* _Soal Tugas A_
Tolong jawab pertanyaan berikut berdasarkan teks trivia Moriendo.
(i) Siapa sutradara film "Moriendo"?
(ii) Berapa lama proses pembuatan film tersebut berlangsung?
(iii) Dari daerah mana cerita rakyat "Memecah Matahari" berasal?
* _Soal Tugas B_
Kembalikan bagian teks trivia Moriendo yang dibuka dengan kata-kata yang memuat "1. Tugas Akhir" dan ditutup dengan "dipersiapkan secara matang.". Tolong salin tanpa mengubah apa pun.

* _Teks yang Diberikan_

● ● ● ● ● ● ●

23 Apr

Trivia Film: “Moriendo”

Poster "Moriendo"

“Moriendo” membawa angin segar dalam dunia film animasi di Indonesia yang cenderung bergerak statis. Tidak hanya mampu menghadirkan teknik visual animasi yang tergolong apik, film arahan Andrey Pratama ini pun berani berinovasi dalam tatanan pengisahan dengan alur cerita yang keluar dari zona nyaman film animasi pendek Indonesia. Salah satu yang unik dari pemenang Film Animasi Pendek Terbaik Pilihan Media di XXI Short Film Festival 2013 ini adalah pandangannya terhadap kematian yang berbeda. Ingin tahu beragam kisah unik di belakang layar film “Moriendo”? Berikut adalah sepuluh trivia film “Moriendo”.

1. Tugas Akhir

“Moriendo” digarap oleh mahasiswa jurusan Animasi angkatan 2008 di Universitas Bina Nusantara, Andrey Pratama. Pada awalnya, film yang merupakan bagian dari tugas akhir sang sutradara ini hanya dikerjakan oleh Andrey untuk memenuhi syarat kelulusan. Belakangan, dia mempertimbangkan potensi “Moriendo” untuk berkompetisi di festival-festival film. Proses pembuatan yang berlangsung selama empat bulan pun dipersiapkan secara matang.

2. Memecah Matahari

Diminta untuk membuat sebuah film yang mempunyai muatan lokal, Andrey Pratama tertarik mengangkat sebuah cerita rakyat yang berasal dari Papua, “Memecah Matahari”.

● ● ● ● ● ● ●

* _Data Hasil Ekstraksi_
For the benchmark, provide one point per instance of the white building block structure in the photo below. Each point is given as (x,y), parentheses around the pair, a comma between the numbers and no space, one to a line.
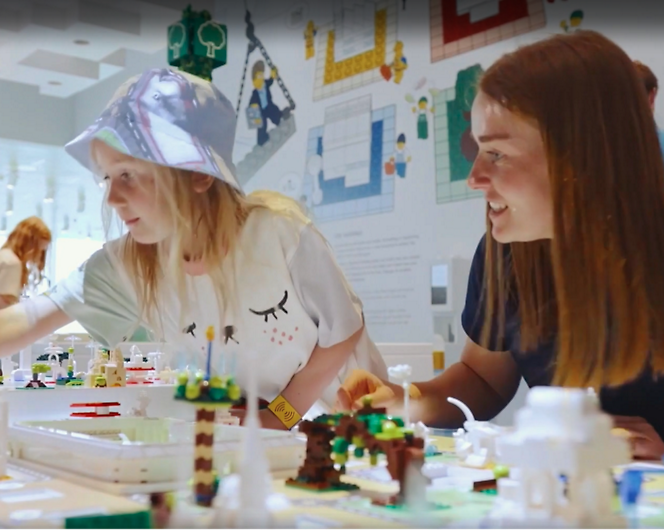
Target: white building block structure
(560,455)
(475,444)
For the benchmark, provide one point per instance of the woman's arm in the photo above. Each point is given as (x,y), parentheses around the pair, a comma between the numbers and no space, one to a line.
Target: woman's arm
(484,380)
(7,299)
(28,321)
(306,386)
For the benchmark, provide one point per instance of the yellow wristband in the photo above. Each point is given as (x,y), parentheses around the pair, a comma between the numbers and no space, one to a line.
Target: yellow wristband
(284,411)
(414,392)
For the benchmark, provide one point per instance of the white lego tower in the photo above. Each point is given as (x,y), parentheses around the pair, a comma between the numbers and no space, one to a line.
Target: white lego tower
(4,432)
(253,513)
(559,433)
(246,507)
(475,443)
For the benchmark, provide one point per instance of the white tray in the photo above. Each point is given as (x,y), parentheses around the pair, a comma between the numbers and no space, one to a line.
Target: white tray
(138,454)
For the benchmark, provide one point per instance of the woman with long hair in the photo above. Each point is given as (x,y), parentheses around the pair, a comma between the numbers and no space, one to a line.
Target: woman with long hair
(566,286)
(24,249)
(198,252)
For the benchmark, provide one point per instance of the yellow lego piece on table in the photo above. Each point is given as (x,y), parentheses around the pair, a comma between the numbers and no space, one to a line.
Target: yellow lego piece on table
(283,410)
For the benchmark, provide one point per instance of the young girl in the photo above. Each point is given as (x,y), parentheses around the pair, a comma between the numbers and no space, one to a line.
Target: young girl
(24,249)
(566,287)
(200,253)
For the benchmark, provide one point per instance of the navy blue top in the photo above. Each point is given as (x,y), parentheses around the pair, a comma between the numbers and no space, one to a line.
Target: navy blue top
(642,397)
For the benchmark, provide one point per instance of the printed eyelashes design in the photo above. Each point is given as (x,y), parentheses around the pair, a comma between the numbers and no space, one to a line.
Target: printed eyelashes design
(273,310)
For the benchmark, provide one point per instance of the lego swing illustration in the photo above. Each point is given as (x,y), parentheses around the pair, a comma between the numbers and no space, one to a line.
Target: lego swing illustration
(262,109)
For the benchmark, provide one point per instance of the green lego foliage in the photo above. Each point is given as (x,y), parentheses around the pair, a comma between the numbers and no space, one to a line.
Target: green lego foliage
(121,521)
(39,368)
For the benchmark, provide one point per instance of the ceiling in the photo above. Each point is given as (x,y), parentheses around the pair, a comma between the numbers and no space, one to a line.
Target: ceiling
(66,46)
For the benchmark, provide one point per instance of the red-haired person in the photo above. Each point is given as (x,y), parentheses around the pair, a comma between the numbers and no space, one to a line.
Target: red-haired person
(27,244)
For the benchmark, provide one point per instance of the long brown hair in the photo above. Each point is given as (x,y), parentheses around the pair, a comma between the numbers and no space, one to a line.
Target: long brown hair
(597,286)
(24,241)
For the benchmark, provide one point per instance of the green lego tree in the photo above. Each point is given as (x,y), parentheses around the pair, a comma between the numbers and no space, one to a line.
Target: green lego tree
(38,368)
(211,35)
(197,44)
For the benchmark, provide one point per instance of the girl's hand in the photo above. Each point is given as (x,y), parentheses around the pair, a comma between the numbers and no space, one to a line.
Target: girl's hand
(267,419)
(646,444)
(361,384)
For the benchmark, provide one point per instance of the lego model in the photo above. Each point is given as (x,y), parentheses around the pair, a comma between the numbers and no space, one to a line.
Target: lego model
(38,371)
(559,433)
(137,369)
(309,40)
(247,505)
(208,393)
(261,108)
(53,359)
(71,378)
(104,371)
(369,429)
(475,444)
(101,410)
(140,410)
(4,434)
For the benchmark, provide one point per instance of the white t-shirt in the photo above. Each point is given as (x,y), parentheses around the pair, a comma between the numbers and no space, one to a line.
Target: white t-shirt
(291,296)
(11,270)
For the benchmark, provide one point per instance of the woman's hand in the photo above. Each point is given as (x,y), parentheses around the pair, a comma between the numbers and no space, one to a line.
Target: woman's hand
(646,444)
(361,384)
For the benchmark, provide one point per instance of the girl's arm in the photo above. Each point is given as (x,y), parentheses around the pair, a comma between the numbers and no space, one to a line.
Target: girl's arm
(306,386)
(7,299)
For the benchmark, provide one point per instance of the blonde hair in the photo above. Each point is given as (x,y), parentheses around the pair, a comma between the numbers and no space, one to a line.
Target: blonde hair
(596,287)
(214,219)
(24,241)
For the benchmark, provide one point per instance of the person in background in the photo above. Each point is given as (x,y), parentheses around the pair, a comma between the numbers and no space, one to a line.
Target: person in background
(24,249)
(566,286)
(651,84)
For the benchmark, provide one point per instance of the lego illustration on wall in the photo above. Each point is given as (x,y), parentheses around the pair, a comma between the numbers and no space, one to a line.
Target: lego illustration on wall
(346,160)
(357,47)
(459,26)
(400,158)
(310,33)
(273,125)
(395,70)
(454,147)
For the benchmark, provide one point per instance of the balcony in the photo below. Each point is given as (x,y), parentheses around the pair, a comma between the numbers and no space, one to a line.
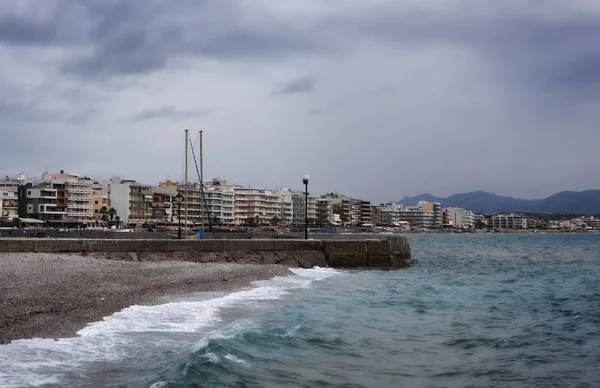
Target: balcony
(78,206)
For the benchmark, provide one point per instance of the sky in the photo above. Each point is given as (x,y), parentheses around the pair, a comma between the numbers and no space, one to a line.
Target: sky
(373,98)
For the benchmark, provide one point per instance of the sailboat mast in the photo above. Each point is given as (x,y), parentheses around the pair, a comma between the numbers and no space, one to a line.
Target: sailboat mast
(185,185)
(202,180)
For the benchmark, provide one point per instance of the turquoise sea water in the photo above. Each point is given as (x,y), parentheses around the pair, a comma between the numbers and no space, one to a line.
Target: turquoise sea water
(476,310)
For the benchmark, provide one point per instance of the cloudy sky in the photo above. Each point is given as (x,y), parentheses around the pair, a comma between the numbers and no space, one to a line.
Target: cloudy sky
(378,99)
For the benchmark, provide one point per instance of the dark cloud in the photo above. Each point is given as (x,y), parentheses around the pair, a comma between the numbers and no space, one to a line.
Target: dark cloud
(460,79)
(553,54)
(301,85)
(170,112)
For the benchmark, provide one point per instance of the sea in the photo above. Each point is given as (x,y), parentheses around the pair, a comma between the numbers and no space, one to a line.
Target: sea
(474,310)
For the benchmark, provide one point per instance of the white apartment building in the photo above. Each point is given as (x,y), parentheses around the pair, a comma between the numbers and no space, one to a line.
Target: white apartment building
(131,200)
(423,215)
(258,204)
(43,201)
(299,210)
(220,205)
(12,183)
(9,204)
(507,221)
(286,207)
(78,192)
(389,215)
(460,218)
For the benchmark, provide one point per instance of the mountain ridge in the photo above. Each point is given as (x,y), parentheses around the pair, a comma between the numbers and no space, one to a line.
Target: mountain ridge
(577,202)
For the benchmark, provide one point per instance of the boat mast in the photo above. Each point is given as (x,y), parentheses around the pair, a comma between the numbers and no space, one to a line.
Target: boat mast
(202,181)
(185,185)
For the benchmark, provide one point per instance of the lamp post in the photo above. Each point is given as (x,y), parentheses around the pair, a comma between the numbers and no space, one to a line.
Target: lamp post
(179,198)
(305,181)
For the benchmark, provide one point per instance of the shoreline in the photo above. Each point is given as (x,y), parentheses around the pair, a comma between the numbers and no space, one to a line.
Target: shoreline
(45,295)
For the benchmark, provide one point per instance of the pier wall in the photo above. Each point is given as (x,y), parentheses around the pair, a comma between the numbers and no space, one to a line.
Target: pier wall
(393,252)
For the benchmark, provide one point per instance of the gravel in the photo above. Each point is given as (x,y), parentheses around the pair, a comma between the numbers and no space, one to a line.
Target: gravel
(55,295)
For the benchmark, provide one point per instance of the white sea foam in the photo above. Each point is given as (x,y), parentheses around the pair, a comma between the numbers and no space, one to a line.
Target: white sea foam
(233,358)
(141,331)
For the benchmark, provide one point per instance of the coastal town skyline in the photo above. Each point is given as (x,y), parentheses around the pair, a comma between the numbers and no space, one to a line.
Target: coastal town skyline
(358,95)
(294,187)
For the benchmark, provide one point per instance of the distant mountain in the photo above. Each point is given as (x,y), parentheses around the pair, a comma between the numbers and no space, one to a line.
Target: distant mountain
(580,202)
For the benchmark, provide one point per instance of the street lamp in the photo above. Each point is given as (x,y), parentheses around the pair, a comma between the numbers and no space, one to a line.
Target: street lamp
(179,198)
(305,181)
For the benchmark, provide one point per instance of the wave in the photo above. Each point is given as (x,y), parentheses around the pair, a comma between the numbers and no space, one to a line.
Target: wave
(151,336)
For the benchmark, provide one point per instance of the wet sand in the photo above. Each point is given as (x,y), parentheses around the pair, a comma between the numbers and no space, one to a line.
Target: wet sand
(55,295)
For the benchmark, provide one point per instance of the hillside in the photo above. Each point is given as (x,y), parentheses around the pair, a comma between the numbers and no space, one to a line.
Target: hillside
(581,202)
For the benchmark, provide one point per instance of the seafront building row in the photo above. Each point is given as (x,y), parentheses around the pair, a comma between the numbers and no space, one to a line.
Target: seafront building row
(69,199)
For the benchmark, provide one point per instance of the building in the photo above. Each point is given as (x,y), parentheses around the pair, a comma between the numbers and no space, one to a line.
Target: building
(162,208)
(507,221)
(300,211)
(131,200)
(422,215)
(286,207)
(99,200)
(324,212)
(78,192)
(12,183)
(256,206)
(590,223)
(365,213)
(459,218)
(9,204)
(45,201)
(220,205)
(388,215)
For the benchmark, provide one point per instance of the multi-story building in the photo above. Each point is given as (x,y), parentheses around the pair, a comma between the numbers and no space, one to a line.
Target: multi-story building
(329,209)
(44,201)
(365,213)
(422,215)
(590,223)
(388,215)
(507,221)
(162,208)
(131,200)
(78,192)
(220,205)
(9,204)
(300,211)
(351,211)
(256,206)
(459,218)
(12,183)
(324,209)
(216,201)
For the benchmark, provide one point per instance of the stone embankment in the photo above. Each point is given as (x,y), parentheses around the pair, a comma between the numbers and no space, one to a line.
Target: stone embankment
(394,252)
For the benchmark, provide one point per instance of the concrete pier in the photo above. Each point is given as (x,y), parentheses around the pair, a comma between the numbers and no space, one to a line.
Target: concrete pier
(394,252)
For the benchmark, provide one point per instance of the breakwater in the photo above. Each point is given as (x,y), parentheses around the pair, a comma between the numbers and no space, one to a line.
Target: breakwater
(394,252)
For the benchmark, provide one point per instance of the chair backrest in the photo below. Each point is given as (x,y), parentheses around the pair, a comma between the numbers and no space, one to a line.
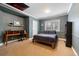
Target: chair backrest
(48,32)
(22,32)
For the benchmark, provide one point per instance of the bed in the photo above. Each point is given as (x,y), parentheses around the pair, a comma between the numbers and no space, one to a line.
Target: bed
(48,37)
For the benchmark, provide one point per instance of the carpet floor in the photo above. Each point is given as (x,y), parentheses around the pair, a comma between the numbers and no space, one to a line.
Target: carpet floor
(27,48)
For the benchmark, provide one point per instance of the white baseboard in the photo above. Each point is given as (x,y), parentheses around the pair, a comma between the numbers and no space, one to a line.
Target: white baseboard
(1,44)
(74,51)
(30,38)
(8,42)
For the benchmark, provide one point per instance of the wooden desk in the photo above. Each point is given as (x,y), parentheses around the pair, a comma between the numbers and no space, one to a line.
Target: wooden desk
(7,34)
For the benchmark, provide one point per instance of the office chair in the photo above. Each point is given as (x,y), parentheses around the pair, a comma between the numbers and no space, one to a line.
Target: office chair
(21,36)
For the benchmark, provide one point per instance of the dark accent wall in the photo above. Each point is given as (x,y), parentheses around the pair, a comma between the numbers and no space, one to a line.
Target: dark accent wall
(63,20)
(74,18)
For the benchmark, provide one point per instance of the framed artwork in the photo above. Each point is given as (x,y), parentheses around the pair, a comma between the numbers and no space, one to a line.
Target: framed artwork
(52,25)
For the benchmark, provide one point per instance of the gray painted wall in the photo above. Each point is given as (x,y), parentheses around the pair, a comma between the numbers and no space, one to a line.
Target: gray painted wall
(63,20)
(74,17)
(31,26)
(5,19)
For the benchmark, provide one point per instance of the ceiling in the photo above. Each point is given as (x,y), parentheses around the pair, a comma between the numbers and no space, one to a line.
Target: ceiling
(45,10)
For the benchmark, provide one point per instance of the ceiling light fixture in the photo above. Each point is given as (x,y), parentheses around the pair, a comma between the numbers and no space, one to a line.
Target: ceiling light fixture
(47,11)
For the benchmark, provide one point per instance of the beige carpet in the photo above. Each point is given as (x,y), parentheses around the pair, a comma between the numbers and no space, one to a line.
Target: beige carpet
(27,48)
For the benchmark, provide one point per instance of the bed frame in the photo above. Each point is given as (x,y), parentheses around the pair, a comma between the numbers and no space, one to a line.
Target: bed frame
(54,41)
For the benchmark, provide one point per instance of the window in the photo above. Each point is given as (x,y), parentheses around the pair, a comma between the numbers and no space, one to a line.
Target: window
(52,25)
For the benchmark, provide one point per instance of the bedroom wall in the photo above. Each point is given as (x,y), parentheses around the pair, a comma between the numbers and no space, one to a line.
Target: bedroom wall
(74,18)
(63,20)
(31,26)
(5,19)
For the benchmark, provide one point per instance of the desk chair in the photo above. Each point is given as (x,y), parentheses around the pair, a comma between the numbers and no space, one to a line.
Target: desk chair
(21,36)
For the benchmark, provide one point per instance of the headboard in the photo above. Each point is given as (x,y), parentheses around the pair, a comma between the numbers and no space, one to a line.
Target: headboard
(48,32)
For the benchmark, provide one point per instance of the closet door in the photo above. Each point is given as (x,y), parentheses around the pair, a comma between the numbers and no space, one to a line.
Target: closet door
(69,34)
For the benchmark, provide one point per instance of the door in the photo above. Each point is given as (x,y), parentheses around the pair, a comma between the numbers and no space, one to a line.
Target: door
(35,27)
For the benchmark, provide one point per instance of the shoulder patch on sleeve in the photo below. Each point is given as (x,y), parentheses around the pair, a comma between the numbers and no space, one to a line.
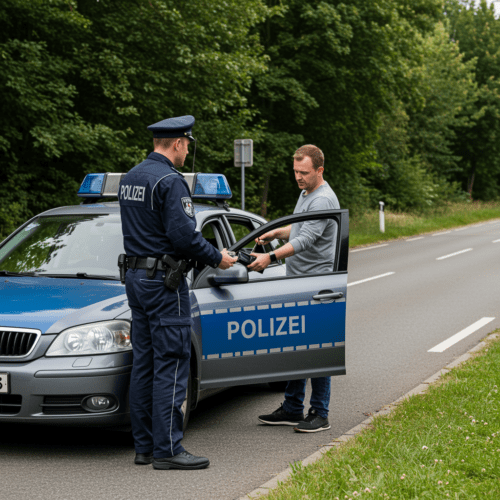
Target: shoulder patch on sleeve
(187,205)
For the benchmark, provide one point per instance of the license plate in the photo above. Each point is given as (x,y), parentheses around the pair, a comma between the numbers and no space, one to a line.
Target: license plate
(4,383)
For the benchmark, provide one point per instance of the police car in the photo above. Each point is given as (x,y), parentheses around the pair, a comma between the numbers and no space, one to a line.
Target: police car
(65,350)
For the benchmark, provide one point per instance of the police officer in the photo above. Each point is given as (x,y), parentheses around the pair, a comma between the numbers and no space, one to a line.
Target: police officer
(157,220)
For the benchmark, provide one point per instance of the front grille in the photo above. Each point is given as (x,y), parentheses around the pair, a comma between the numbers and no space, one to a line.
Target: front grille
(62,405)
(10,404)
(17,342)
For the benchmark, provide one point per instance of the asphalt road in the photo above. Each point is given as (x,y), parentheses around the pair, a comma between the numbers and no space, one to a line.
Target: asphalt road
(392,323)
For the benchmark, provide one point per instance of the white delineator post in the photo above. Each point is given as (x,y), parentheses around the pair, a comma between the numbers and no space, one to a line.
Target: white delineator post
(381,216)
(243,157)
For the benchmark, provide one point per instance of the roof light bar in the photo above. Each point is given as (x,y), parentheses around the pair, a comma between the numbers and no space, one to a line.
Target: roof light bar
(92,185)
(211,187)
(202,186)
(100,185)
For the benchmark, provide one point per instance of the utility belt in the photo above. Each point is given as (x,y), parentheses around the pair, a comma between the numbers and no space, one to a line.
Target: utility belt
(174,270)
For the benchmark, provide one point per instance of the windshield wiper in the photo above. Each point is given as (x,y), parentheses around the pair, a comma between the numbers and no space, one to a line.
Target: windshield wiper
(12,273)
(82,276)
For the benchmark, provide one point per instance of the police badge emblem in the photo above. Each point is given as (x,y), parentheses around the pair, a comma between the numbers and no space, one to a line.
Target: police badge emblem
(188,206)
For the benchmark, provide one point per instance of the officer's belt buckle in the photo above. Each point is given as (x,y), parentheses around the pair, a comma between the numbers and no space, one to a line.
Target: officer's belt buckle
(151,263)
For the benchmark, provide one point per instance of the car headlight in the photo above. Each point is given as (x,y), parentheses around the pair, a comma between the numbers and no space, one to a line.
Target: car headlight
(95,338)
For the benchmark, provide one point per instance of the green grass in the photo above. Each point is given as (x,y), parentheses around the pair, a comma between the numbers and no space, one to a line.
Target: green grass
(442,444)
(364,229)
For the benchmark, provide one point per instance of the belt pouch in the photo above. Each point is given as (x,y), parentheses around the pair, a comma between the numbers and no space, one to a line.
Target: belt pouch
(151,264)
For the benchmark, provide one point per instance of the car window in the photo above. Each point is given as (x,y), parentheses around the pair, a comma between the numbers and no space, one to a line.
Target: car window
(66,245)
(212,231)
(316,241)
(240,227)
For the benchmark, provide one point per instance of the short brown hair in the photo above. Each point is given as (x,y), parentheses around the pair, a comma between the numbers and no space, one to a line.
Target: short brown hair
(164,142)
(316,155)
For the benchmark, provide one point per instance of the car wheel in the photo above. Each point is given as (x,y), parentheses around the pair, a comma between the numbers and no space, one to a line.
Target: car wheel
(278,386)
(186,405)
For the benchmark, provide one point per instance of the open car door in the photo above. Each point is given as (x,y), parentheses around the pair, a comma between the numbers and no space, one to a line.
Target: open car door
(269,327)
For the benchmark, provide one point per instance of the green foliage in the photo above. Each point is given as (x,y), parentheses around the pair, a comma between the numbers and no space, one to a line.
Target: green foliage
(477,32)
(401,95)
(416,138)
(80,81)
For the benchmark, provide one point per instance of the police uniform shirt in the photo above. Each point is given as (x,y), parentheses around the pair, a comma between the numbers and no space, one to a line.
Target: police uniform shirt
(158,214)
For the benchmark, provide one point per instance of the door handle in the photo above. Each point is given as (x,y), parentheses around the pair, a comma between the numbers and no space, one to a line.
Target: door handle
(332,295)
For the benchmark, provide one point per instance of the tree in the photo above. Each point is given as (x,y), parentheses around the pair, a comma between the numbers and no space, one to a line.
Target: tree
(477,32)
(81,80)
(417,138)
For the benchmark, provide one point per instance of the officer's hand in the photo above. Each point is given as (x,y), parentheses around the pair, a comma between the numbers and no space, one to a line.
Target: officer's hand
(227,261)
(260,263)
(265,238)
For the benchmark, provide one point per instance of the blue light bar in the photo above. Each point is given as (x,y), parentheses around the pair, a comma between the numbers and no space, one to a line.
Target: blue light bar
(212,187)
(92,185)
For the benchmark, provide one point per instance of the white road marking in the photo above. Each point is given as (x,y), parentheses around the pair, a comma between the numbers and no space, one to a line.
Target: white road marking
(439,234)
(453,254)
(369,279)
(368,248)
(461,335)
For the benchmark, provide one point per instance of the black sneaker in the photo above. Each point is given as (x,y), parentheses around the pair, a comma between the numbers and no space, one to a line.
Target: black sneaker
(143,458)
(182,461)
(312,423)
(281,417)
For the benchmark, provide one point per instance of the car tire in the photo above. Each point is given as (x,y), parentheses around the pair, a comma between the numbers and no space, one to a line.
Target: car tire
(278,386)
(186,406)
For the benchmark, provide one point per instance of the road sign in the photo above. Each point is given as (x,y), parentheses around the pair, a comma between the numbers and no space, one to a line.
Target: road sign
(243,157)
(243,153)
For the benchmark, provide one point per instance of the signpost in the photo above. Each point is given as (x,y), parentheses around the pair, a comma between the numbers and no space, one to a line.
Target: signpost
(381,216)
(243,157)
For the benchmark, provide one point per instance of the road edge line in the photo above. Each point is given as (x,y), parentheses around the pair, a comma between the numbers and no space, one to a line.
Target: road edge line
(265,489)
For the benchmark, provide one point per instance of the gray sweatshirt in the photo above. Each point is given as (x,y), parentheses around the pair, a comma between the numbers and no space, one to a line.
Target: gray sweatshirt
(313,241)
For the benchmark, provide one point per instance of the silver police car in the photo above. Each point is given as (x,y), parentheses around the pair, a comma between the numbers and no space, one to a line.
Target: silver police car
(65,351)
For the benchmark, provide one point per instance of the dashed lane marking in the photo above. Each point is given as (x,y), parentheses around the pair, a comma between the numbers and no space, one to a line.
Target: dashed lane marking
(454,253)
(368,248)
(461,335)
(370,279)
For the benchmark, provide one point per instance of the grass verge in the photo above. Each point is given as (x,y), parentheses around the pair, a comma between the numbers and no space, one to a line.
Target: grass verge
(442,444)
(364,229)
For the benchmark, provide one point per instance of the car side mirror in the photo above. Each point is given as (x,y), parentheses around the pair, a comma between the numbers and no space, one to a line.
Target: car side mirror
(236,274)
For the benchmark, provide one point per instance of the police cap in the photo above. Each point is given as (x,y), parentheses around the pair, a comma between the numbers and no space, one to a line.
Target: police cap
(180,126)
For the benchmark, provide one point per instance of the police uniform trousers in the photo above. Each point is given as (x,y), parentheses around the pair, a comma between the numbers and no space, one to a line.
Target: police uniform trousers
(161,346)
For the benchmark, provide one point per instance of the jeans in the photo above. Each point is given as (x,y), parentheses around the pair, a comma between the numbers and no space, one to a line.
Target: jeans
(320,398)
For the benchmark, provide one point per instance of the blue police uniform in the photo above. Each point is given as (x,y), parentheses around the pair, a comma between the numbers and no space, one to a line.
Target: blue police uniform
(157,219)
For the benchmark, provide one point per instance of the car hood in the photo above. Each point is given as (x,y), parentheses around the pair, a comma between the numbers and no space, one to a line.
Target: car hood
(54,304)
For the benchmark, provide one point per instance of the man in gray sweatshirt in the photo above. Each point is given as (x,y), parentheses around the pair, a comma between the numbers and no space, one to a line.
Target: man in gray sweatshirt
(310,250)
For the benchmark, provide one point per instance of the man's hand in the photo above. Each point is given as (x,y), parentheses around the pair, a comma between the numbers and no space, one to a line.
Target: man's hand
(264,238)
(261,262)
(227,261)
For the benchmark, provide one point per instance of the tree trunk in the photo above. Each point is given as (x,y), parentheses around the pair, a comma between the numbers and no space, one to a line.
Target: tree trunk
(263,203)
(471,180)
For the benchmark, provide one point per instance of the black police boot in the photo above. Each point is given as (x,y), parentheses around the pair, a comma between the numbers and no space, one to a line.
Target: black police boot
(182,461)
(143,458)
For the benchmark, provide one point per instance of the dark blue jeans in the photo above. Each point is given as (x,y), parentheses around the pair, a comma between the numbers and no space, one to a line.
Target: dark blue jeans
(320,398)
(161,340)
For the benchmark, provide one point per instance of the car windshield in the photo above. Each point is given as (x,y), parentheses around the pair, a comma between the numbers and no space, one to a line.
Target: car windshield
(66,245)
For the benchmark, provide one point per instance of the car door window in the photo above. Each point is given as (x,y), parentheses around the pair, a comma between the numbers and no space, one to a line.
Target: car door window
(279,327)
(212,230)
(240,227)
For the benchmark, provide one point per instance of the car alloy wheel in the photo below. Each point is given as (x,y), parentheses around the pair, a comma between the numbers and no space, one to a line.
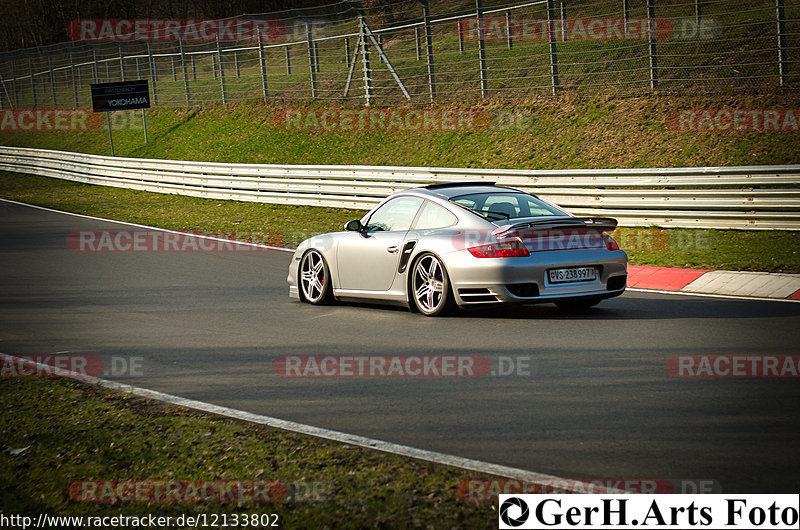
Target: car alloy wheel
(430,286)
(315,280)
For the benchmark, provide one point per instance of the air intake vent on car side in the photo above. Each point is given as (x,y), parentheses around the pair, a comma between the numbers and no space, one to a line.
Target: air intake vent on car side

● ● ● ● ● ● ●

* _Jawaban Lengkap A_
(i) Andrey Pratama
(ii) Empat bulan
(iii) Papua

* _Jawaban Lengkap B_
1. Tugas Akhir

“Moriendo” digarap oleh mahasiswa jurusan Animasi angkatan 2008 di Universitas Bina Nusantara, Andrey Pratama. Pada awalnya, film yang merupakan bagian dari tugas akhir sang sutradara ini hanya dikerjakan oleh Andrey untuk memenuhi syarat kelulusan. Belakangan, dia mempertimbangkan potensi “Moriendo” untuk berkompetisi di festival-festival film. Proses pembuatan yang berlangsung selama empat bulan pun dipersiapkan secara matang.